DOCUMENT
+++
# Tourney Champions - "Half" July Bout...



## Tinkerbell (Feb 19, 2008)

Well guys sorry for the delay, where does the time go when were having so much fun!!!

Anyway lets see what ya got for this month....

We have Trigger joining us in the extreme painting (well seems like it to me) Painting Tourney.

All the best guys and look forward to seeing some updates soon, (yes i will post some pics aswell ..lol) :good:

*Tink*


----------



## Trigger (Mar 12, 2008)

Well, here's a WIP of my over ambitious project. 
I'll be running this side by side of the 'Tale of Four Gamers Thread' as I realised that £25 worth of an all metal Dwarf army wouldn't be very big!

First up, Dwarf Engineer WIP










Next, Ironbreaker with a bigger standard. (It does matter)










WIP Ironbreakers










Finished Cannon










My 40K minis are all 'clean', so my Dwarfs are going to be a bit more battle worn. Thats the plan anyway.
+++
GIVEN MATERIAL
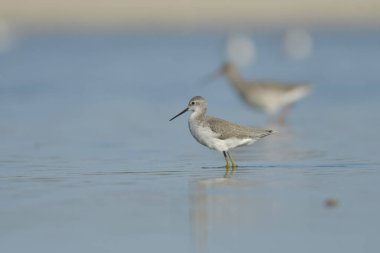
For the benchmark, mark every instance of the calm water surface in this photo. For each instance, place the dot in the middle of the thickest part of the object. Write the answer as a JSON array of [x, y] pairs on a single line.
+++
WHAT YOU NEED TO DO
A. In the painting tourney thread, rewrite the paragraph beginning "Well, here's a WIP of my over ambitious project" as one shorter sentence that keeps its main facts.
B. Carry on the painting tourney thread from the point where it stops.

THE RESULTS
A. This work-in-progress of an overambitious project will run alongside the 'Tale of Four Gamers Thread', since £25 of all-metal Dwarfs wouldn't make a very big army.

B.
So, I should have 2 cannon with crew and an Engineer, and some Ironbreakers by the end of the month.
Comments/criticism welcome!


----------



## swntzu (Dec 25, 2007)

My apologies for not posting anything. I should have some stuff on friday after I buy some white primer spray. This'll be a bit of an adventure since I haven't actually done much painting from a white base coat.

Good stuff Trig.


----------



## swntzu (Dec 25, 2007)

Here's my WIP bsb. He looks crap the the moment but he should be presentable in a week.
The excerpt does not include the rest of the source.